TEXTO DE APOIO
-------

Segundo os especialistas pensar a cidade como um lugar comum é o primeiro passo. Milton Braga, da Universidade de São Paulo defende que a construção de espaços públicos de convivência também depende de uma mudança cultural e não apenas de investimentos públicos. “Como criar espaços verdes com esta cultura do medo, em que as pessoas compartilham o medo da cidade, pela violência e falta de segurança?”, no mesmo pensamento destaca ainda que a necessidade de um lugar seguro e digno afeta diretamente a cultura: “Sem casa não se pode defender nada. Antes do público tem que existir o doméstico”.

Público x Privado x Interesses

Para os palestrantes não se trata apenas da gestão pública e ou privada, mas também da iniciativa pessoal e da consciência ecológica. “A gente não pode prescindir dos governos. Não acredito que sozinhos consigamos construir cidades melhores. A maior mobilização que já fizemos foi justamente pelo estado, pela democracia, não podemos nos perder”, destaca Pedro Rivera, da Studio-X.

O surgimento das bordas é um movimento que atende a interesses políticos, principalmente do mercado imobiliário. “A cidade do planejamento urbano é o centro. Os pobres não cabem no mercado imobiliário. É falta de lei? É falta de plano? A cidade não é só palco das relações sociais, é mercadoria. Falta vontade política, porque o mercado é altamente especulativo, rentista. Se não mudarmos o mercado no centro, não poderemos mudar a periferia”, alerta Ermínia Maricato, da Universidade de São Paulo.

Ela destaca ainda que a função social da propriedade vem se perdendo, varrendo pessoas com direitos em detrimento a interesses de grupos. “É preciso aplicar lei ao mercado para que os pobres não fujam para a periferia. É preciso uma reformulação no sistema”, completa.

“Não existe um projeto por trás da definição destas bordas. A borda é uma transição de identidades e esta procura de definição, cidade ou rural, ou periferia, ou margem, coloca um desafio que terá que ser enfrentado nos próximos anos. Precisamos romper os limites, pensar diferente e recuperar estas bordas” destaca José Armênio de Brito Cruz, da Escola da Cidade.

-------

TAREFAS DO EXERCÍCIO
**1)** Devolva, do texto sobre espaços públicos urbanos, o trecho que começa em "Ela destaca ainda" e segue até "Escola da Cidade.".
**2)** Retome o texto sobre espaços públicos urbanos e continue-o a partir da última frase apresentada.

DADOS BRUTOS
-------

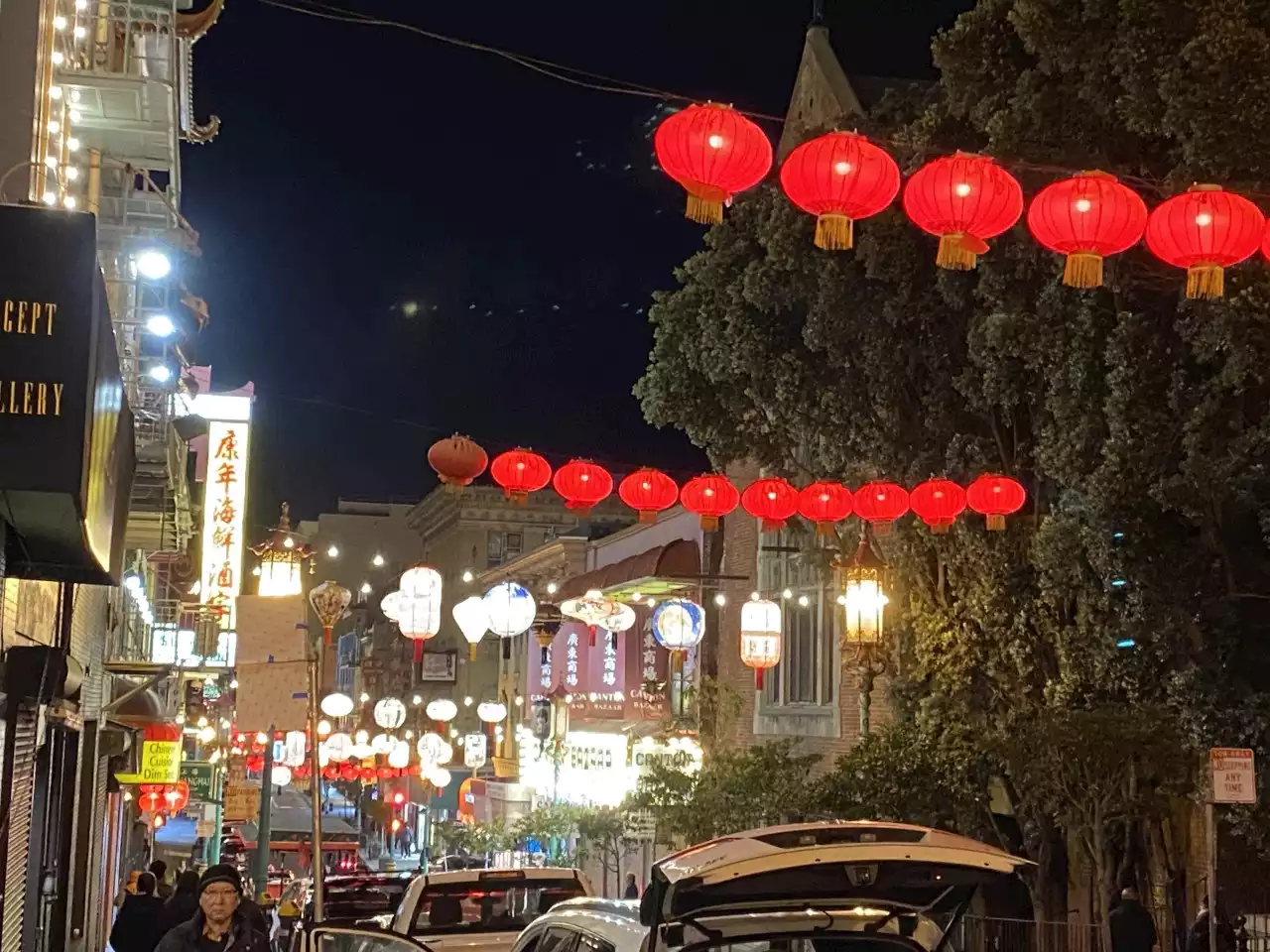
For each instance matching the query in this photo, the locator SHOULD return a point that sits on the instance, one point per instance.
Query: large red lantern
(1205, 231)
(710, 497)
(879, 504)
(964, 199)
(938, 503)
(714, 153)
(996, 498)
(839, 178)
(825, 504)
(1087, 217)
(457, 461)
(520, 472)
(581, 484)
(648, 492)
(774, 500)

-------

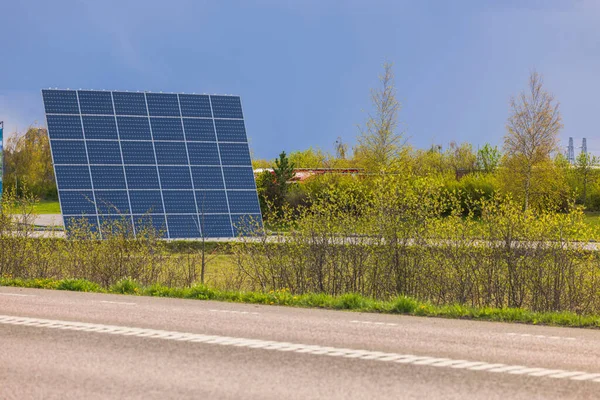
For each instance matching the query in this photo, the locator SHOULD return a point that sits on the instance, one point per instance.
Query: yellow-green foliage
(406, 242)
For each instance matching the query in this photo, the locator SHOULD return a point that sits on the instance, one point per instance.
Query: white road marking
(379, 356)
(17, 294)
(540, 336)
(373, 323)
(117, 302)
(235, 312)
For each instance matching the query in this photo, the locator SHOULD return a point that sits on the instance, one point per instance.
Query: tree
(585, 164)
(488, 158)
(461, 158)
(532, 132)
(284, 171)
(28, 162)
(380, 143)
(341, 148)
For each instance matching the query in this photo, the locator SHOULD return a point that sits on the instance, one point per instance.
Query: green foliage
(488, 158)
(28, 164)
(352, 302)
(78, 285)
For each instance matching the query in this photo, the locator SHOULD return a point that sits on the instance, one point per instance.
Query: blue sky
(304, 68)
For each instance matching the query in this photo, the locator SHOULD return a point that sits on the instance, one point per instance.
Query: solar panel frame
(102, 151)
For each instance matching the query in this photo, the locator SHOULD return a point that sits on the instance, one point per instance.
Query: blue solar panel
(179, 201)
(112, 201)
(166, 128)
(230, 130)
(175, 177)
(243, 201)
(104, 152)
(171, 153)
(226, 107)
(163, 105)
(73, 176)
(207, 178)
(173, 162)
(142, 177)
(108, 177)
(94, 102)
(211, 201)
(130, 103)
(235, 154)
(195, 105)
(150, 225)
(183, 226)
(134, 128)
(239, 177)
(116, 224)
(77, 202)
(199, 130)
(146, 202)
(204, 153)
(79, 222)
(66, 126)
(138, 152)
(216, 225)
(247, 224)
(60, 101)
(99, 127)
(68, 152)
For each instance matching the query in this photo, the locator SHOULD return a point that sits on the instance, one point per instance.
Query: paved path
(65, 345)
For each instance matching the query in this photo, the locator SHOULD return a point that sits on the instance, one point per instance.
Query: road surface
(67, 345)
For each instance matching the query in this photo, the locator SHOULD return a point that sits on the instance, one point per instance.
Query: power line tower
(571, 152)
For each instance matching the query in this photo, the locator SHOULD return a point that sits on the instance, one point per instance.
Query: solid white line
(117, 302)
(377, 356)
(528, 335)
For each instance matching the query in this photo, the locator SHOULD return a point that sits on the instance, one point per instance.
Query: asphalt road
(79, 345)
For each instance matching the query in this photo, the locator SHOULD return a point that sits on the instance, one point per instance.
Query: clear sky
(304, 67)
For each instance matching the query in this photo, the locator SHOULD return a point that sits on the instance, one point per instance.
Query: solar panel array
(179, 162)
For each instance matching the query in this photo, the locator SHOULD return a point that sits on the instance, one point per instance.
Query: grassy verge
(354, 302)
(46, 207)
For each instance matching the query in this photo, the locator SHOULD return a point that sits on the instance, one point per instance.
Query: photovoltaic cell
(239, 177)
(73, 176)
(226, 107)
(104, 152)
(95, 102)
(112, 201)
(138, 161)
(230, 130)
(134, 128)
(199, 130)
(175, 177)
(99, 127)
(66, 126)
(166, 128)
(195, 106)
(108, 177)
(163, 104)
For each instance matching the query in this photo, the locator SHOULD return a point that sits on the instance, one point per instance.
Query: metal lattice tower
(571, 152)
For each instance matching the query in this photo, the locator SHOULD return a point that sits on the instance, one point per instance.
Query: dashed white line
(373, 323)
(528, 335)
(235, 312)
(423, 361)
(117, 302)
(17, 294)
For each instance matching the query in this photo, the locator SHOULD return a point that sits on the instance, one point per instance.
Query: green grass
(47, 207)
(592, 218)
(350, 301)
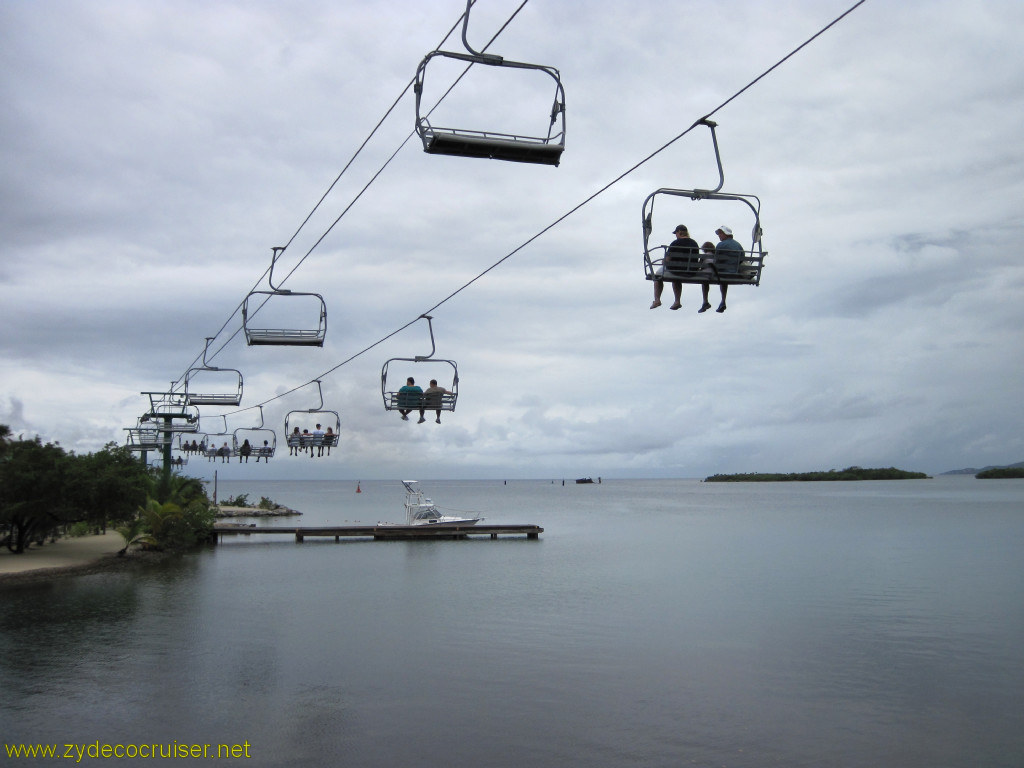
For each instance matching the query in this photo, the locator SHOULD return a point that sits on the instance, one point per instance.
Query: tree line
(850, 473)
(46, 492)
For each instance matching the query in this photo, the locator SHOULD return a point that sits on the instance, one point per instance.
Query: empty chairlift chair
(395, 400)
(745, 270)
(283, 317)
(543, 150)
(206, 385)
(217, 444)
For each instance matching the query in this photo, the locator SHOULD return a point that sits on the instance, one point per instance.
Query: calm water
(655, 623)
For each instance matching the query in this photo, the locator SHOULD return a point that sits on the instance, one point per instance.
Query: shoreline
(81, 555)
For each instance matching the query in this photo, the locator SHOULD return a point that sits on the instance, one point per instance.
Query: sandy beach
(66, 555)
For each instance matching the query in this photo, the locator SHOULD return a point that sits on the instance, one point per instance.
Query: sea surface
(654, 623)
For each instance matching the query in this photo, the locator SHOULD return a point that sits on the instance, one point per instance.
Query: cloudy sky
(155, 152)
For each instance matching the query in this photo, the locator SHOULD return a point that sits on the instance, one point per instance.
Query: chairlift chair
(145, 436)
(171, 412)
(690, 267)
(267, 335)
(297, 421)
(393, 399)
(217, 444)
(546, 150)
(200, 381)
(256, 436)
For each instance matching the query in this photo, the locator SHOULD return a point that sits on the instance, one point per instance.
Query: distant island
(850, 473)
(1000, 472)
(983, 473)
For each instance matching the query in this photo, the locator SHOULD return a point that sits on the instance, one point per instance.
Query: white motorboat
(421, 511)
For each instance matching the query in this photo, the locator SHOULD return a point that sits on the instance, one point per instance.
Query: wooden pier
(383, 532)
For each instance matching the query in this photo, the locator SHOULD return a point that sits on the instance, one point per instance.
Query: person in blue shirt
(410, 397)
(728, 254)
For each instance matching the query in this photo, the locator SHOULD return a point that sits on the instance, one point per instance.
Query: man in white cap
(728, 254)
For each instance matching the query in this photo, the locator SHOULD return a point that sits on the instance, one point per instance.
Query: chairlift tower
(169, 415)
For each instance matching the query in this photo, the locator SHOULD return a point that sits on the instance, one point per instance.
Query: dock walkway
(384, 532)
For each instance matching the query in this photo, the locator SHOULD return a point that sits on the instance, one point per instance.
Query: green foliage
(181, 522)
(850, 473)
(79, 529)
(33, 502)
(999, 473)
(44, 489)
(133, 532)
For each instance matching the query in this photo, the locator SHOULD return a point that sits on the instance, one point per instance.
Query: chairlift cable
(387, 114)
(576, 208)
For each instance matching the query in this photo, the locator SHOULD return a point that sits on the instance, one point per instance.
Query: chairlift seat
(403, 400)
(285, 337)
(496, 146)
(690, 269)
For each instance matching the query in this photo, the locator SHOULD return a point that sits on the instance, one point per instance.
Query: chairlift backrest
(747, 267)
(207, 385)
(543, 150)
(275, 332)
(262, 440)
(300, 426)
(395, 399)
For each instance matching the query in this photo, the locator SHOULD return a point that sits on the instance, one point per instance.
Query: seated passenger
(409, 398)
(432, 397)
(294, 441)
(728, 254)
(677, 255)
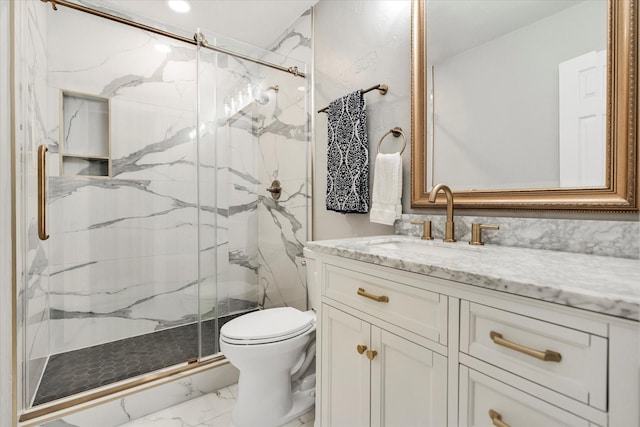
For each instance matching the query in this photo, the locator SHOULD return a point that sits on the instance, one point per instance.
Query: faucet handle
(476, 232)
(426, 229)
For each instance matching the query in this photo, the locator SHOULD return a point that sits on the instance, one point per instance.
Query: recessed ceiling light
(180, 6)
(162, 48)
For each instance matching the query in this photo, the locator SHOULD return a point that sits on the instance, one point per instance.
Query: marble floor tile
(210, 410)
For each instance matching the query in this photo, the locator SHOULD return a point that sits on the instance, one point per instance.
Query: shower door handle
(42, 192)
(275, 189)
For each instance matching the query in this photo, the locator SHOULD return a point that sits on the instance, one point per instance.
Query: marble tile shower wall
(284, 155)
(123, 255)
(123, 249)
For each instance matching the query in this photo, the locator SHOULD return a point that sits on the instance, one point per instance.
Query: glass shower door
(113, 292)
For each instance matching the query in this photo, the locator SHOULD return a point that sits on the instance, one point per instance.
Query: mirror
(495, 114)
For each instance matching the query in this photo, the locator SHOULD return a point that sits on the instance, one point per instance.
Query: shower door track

-------

RESPOSTAS POR TAREFA
**1)**
Ela destaca ainda que a função social da propriedade vem se perdendo, varrendo pessoas com direitos em detrimento a interesses de grupos. “É preciso aplicar lei ao mercado para que os pobres não fujam para a periferia. É preciso uma reformulação no sistema”, completa.

“Não existe um projeto por trás da definição destas bordas. A borda é uma transição de identidades e esta procura de definição, cidade ou rural, ou periferia, ou margem, coloca um desafio que terá que ser enfrentado nos próximos anos. Precisamos romper os limites, pensar diferente e recuperar estas bordas” destaca José Armênio de Brito Cruz, da Escola da Cidade.

**2)**
Um problema de saúde

Para o médico patologista e pesquisador da USP, Paulo Saldiva, Urbanismo Ecológico também está relacionado às políticas de saúde. “São Paulo cresceu mais do que podia e se transformou em uma cidade doente, com constantes diarreias aquosas despejadas nos rios, diabetes devido ao baixo gasto de energia, bronquite crônica ocasionada pela poluição e patologias neurológicos que fazem com que se esqueçam das promessas de campanhas, e claro a impotência”, destaca Saldiva fazendo uma analogia entre a cidade e o corpo (população). Ele afirma ainda que “o que pode salvar esta realidade é a força represada em cada deficiência, em cada barraco ou em cada ônibus lotado”.

Lançamento do livro e exposição

Na exposição, todas as páginas do livro Urbanismo Ecológico foram impressas em tecido, penduradas em uma estrutura de 1,70m de altura e expostas ao ar livre no jardim suspenso do Centro Cultural São Paulo.

O livro, editado por Mohsen Mostafavi e Gareth Doherty, parte de um enfoque interdisciplinar no qual se unem os olhares de arquitetos, planejadores e desenhistas urbanos, teóricos, economistas, engenheiros, artistas e cientistas, entre outros profissionais.

Ele surge da urgente necessidade de abordar o urbanismo sob um enfoque da ecologia como método prático e criativo para enfrentar a realidade da cidade, e assim se constitui em uma aposta deliberada pela consolidação definitiva do conceito de “urbanismo ecológico” por meio da compilação de uma série de textos-chave sobre a matéria.

O resultado é um amplo panorama que contribui para desenhar a imagem plural, complexa e repleta de nuances que o sistema urbano assume quando estudado sob a ótica ecológica. Em suma, trata-se de uma contribuição importante que atesta o nascimento de uma nova ética e estética do meio urbano.